Problem
Give the lines again from the start of the records through the line containing "M0 0L0 18L35", with "trace" renamed to "outline" and everything else unchanged. Leave the pictures out of the answer.

Material provided
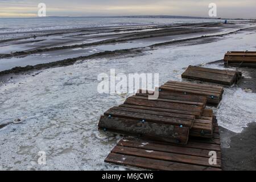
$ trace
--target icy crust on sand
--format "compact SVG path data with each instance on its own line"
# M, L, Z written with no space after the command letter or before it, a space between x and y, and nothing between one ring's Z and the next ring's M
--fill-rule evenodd
M216 110L219 125L241 133L246 124L256 122L256 94L236 87L224 89L219 109Z
M99 59L20 75L0 86L0 168L6 169L123 169L104 160L120 136L100 133L100 117L129 94L99 94L98 74L159 73L160 84L180 81L189 65L223 58L228 50L253 50L256 34L237 34L196 46L162 47L133 57ZM36 73L39 74L36 75ZM226 88L217 112L219 124L240 132L256 119L254 94ZM38 152L47 165L39 165Z

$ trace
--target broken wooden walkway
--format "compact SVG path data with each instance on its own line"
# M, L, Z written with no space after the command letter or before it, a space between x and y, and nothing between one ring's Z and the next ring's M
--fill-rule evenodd
M239 82L242 78L242 72L189 66L181 75L181 77L222 85L232 85Z
M255 51L229 51L224 56L225 65L256 67Z
M218 105L224 92L222 86L174 81L167 82L159 89L161 92L180 92L183 94L205 96L207 98L207 104L214 106Z
M214 136L189 138L187 145L128 138L121 139L105 161L118 165L152 170L220 171L221 152L217 120ZM211 153L216 163L209 163Z

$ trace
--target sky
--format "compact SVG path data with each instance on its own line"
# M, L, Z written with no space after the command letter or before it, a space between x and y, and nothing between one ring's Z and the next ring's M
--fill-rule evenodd
M0 0L0 18L35 17L39 3L47 16L179 15L208 16L210 3L217 16L256 19L255 0Z

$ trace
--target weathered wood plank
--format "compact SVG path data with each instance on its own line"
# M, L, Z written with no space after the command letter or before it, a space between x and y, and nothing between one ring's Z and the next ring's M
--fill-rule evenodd
M195 91L195 90L189 90L185 89L177 89L177 88L173 88L171 87L167 87L167 86L160 86L160 89L161 89L163 91L171 91L171 92L183 92L183 93L186 93L188 94L194 94L197 95L201 95L207 97L207 104L210 104L213 105L217 105L220 102L220 100L222 98L222 94L215 94L215 93L209 93L207 92L199 92L199 91Z
M198 88L197 86L191 86L190 85L188 85L188 86L187 86L187 85L174 85L172 84L164 84L164 85L163 85L163 86L168 86L168 87L171 87L171 88L181 88L181 89L186 89L189 90L195 90L195 91L199 91L199 92L207 92L209 94L211 94L211 93L216 93L216 94L218 94L220 93L220 91L218 90L212 90L212 89L210 89L210 88L209 89L201 89L200 88Z
M232 85L237 82L238 81L237 80L239 80L240 77L237 76L238 74L236 72L233 72L232 75L230 73L230 71L227 74L225 71L216 71L216 69L212 71L210 68L193 68L192 67L189 67L181 75L181 77Z
M190 85L191 86L196 86L196 88L210 88L213 90L218 90L218 91L222 91L223 90L223 87L217 86L217 85L208 85L208 84L198 84L198 83L193 83L193 82L180 82L180 81L168 81L167 82L167 83L170 83L172 84L184 84L184 85Z
M112 152L206 167L218 168L221 167L221 160L219 159L216 159L217 164L210 164L209 163L209 158L175 153L172 153L171 154L168 152L148 151L144 149L125 147L120 146L115 147L112 150Z
M138 168L161 171L220 171L218 168L203 167L175 163L169 161L152 159L134 156L110 153L105 162L118 165L130 166Z
M203 71L208 73L217 73L220 75L230 75L234 76L235 76L237 72L236 71L231 71L231 70L226 70L226 69L213 69L213 68L208 68L204 67L194 67L194 66L189 66L188 69L194 69L196 71Z
M189 128L192 127L194 121L193 119L117 110L112 109L105 112L104 115L106 117L110 115L113 117L135 119L140 121L144 120L145 122L155 122L166 125L172 125L177 126L181 125L184 127L188 127Z
M177 127L155 122L145 122L102 116L98 126L105 130L110 129L121 134L139 135L142 138L185 144L188 141L189 128Z
M180 110L189 111L196 111L201 113L203 107L186 104L172 103L170 104L167 102L159 101L157 100L148 100L145 99L138 99L129 97L124 102L125 104L137 105L141 106Z
M153 111L168 112L168 113L177 113L177 114L180 114L185 115L195 115L196 117L196 118L199 118L199 116L201 115L200 112L195 112L195 111L184 111L184 110L169 109L154 107L148 107L148 106L140 106L140 105L137 105L122 104L122 105L119 105L119 107L130 107L130 108L135 108L135 109L145 109L145 110L153 110Z
M138 140L121 139L118 143L118 146L125 146L127 147L138 148L144 150L154 150L170 153L181 154L189 155L203 156L209 158L209 152L210 150L202 150L197 148L192 148L188 147L183 147L180 146L161 144L159 143L152 143L143 142ZM217 152L217 158L221 159L221 153Z
M135 108L125 107L122 107L122 106L113 107L112 107L111 109L117 110L122 110L122 111L130 111L130 112L167 116L167 117L170 117L183 118L183 119L191 119L191 120L195 120L195 115L193 115L180 114L173 113L170 113L170 112L149 110L146 110L146 109L135 109Z
M141 94L141 95L140 95ZM135 96L131 96L131 98L140 98L140 99L144 99L144 100L148 100L148 95L142 95L143 94L137 94ZM155 100L156 101L163 101L163 102L168 102L171 103L177 103L177 104L187 104L187 105L195 105L195 106L205 106L204 103L201 102L191 102L188 101L179 101L176 100L171 100L168 98L158 98L158 99Z
M148 93L147 90L138 90L136 96L147 97L148 95L153 95L153 93ZM166 98L177 101L188 101L192 102L203 103L205 105L207 102L207 98L205 96L195 96L193 94L184 95L177 92L159 92L158 98Z

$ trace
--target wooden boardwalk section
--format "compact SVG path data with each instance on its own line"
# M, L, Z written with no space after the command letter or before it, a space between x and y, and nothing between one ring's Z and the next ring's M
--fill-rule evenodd
M217 120L210 139L189 138L187 145L128 138L121 139L105 161L115 164L152 170L220 171L221 152ZM215 164L209 152L216 152Z
M222 86L188 82L169 81L161 86L161 91L179 92L183 94L194 94L205 96L207 104L217 106L221 101L224 88Z
M224 56L226 65L256 67L255 51L229 51Z
M105 162L152 170L221 170L218 126L206 106L219 104L223 88L170 81L159 91L150 100L154 93L139 90L101 117L100 129L129 136ZM213 151L216 164L209 162Z
M181 77L222 85L232 85L242 78L241 72L189 66Z

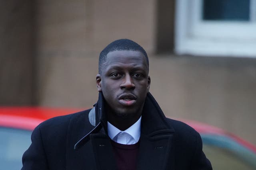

Result for this task
$ outline
--target icy crust on sand
--format "compact SVG path data with each instance on its own line"
# M, L, Z written with no space after the command letter or before it, a space between x and y, and nothing between one ring's Z and the next ring's M
--fill-rule evenodd
M216 110L219 125L241 133L246 124L256 122L256 94L236 87L224 89L219 109Z
M99 59L20 75L0 86L0 168L6 169L123 169L104 160L120 136L100 133L100 117L129 94L99 94L98 74L159 73L160 84L180 81L189 65L223 58L228 50L253 50L256 34L237 34L196 46L162 47L133 57ZM36 73L39 74L36 75ZM226 88L217 112L219 124L240 132L256 119L254 94ZM38 152L47 165L39 165Z

$ outline
--target broken wooden walkway
--format "compact SVG path data with each instance on its own line"
# M, L, Z written with no space after the command letter or before it, a space between x and y, and nothing between one ring's Z and the next ring's M
--fill-rule evenodd
M239 82L242 78L242 72L189 66L181 75L181 77L222 85L232 85Z
M255 51L229 51L224 56L225 65L256 67Z
M218 105L224 92L222 86L174 81L167 82L159 89L161 92L180 92L183 94L205 96L207 98L207 104L214 106Z
M214 136L189 138L187 145L128 138L121 139L105 161L118 165L152 170L220 171L221 152L217 120ZM211 153L216 163L209 163Z

$ outline
--target sky
--format "compact SVG path data with each instance on its own line"
# M, L, Z written with no space after the command letter or before it, a space between x and y, and nothing between one ring's Z and the next ring's M
--fill-rule evenodd
M0 0L0 18L35 17L39 3L47 16L179 15L208 16L210 3L217 16L256 19L255 0Z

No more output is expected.